━━━ Text segment
A guest essay in The New York Times asserting that adoption can be more traumatic than abortion received heated criticism from pro-life media pundits, who said that living life as an adoptee is considerably more favorable than not living a life at all.
Democratic consultant Elizabeth Spiers, referencing Supreme Court Justice Amy Coney Barrett's suggestion in recent oral arguments that women could turn to adoption as an abortion alternative, wrote in her piece, published Friday, that, as an adoptee, she was "floored by Justice Barrett’s assumption that adoption is an accessible and desirable alternative for women who find themselves unexpectedly pregnant."
She argued that adoption is "often just as traumatic as the right thinks abortion is, if not more so, as a woman has to relinquish not a lump of cells but a fully formed baby she has lived with for nine months."
The article prompted a slew of criticisms from notable conservative commentators that Spiers described as "callous" opinions.
The Daily Wire's Ben Shapiro penned a 17-point Twitter thread outlining the "lunacy" of Spiers' article.
"If you're worried that the biological bond between mother and child will be 'taken away' by adoption, I know of something else that will take away that bond. Permanently," he said, referring to a paragraph of the article in which Spiers states that a pregnant mother will "undergo the bonding with a child that happens by biological design as an embryo develops into a living, breathing, conscious human" that will then be "taken away."
━━━━━━
━━━ Record excerpts
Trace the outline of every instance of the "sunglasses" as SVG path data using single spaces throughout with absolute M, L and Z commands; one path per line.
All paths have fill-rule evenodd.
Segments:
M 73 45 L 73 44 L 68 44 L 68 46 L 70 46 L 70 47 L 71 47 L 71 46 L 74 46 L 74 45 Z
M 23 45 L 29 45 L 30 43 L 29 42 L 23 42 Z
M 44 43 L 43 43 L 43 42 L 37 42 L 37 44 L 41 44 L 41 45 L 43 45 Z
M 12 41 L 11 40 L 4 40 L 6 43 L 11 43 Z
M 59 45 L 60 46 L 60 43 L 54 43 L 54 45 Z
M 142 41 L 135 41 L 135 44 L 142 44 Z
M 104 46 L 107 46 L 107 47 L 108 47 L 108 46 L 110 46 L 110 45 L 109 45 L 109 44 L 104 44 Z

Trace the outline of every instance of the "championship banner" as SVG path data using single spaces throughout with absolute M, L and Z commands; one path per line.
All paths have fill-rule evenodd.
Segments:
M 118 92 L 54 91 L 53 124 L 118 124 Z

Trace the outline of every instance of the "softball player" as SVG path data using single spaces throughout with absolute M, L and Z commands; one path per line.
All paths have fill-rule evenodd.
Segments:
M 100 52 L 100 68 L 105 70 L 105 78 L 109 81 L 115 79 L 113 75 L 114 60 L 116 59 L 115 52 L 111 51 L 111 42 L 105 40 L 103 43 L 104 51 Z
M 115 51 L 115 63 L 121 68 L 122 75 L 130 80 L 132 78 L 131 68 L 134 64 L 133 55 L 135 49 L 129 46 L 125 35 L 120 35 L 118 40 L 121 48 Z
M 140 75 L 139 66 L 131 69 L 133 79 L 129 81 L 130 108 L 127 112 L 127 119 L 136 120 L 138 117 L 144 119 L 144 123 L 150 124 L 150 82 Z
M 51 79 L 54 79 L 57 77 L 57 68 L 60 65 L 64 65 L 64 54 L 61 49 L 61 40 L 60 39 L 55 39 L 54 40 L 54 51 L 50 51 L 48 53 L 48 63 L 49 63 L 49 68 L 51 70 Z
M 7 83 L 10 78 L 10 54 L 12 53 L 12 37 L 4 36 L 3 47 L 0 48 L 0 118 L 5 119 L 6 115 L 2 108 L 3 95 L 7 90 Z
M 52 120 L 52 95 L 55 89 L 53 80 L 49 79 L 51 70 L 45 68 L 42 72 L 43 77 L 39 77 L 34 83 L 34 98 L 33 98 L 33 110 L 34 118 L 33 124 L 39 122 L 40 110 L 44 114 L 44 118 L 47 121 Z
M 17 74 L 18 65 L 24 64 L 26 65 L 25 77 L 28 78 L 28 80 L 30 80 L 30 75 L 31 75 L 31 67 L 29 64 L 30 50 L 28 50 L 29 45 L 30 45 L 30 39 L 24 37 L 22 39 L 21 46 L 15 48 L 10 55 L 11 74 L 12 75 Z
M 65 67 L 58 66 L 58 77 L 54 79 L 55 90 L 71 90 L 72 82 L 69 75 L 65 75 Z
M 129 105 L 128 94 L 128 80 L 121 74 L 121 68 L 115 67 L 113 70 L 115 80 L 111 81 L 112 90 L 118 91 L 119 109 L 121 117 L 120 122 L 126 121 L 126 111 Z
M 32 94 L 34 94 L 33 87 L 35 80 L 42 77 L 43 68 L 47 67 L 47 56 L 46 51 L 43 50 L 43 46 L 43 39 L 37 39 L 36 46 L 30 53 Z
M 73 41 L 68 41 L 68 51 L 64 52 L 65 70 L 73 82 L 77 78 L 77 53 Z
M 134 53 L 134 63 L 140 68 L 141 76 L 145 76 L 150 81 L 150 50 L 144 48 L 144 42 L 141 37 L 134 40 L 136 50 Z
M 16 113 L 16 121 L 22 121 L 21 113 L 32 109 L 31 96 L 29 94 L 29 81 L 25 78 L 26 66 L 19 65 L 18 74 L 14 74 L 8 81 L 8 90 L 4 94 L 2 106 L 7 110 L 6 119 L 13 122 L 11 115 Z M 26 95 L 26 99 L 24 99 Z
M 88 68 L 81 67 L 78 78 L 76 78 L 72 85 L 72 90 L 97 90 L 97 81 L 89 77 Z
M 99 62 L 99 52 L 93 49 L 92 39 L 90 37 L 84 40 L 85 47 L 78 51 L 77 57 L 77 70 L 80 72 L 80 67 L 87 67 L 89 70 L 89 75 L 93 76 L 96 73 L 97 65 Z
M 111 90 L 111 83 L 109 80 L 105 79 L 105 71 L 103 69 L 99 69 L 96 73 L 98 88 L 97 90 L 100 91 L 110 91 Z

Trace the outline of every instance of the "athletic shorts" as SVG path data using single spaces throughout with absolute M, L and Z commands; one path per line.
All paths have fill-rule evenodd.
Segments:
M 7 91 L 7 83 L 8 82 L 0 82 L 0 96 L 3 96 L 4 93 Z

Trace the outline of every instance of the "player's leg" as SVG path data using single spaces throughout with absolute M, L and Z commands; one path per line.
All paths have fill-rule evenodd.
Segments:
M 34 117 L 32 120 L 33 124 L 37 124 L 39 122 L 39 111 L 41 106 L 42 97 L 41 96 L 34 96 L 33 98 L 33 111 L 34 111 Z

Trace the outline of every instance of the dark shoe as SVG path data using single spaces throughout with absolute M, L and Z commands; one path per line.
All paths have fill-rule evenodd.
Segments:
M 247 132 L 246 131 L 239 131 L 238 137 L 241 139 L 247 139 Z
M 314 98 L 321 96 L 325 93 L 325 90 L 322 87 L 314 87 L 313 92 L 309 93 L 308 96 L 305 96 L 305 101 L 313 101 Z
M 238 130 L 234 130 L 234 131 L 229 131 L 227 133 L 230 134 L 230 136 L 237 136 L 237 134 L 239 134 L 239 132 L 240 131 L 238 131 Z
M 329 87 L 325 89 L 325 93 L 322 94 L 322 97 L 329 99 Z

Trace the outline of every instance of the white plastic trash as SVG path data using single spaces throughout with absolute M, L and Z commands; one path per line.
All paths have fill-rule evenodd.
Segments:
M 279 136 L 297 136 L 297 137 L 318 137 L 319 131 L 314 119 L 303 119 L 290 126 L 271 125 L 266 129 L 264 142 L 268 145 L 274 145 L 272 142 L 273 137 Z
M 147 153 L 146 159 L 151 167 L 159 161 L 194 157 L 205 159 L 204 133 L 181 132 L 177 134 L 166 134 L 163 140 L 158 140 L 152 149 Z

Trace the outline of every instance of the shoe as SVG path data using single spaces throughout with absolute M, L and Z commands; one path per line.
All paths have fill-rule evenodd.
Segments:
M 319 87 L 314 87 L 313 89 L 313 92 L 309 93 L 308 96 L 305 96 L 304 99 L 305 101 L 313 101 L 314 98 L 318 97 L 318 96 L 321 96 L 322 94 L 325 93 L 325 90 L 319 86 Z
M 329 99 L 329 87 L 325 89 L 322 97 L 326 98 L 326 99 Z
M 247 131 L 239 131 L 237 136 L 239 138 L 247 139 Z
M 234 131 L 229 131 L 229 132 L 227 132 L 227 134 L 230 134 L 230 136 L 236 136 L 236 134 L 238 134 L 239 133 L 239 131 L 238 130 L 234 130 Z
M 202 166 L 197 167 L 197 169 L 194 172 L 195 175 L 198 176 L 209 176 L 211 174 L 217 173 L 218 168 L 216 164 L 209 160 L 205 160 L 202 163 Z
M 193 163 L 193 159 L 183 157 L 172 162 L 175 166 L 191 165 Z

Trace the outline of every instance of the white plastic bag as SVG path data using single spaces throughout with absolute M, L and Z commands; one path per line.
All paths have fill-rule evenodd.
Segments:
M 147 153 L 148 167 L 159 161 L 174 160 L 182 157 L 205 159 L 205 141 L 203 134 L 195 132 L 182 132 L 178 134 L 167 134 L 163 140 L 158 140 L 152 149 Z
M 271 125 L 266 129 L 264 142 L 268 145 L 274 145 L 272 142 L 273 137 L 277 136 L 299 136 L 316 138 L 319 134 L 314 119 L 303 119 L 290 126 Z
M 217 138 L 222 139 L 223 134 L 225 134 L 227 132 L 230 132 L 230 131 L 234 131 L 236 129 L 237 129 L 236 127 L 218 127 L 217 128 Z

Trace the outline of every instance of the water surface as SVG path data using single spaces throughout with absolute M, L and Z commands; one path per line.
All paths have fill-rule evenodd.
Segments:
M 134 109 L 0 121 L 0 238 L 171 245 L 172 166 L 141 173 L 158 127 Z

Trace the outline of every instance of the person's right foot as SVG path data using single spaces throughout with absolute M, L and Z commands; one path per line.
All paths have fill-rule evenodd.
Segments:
━━━━━━
Activity list:
[1] In the news piece on adoption and abortion, how many points were in Ben Shapiro's Twitter thread about Spiers' article?
[2] Repeat word for word the part of the news piece on adoption and abortion that begins at the words "Democratic consultant Elizabeth" and stops after "of Spiers' article.".
[3] Write what comes next in the news piece on adoption and abortion, starting after its final sentence.
The material that comes after the text is a separate set and has no connection to it.

Outputs by task:
[1] 17 points.

[2]
Democratic consultant Elizabeth Spiers, referencing Supreme Court Justice Amy Coney Barrett's suggestion in recent oral arguments that women could turn to adoption as an abortion alternative, wrote in her piece, published Friday, that, as an adoptee, she was "floored by Justice Barrett’s assumption that adoption is an accessible and desirable alternative for women who find themselves unexpectedly pregnant."
She argued that adoption is "often just as traumatic as the right thinks abortion is, if not more so, as a woman has to relinquish not a lump of cells but a fully formed baby she has lived with for nine months."
The article prompted a slew of criticisms from notable conservative commentators that Spiers described as "callous" opinions.
The Daily Wire's Ben Shapiro penned a 17-point Twitter thread outlining the "lunacy" of Spiers' article.

[3]
Meghan McCain, currently a columnist for the Daily Mail, responded to the article by saying that her sisters, who were adopted, would prefer living as adoptees over being dead as a result of an abortion.
"I can assure you my sister prefers being alive than dead," she said in a tweet Friday. "And would prefer a life outside of an orphanage in Calcutta. Of all the grotesque woke commentary to emerge in the past few years - the anti-adoption fringe intellectuals are by far the most vile and sick."
Spiers' essay came as the Supreme Court hears the case of Mississippi's abortion law that prohibits the procedure after 15 weeks of pregnancy, a case widely viewed as a direct challenge to the landmark 1973 decision Roe v. Wade, which guaranteed a woman's right to an abortion.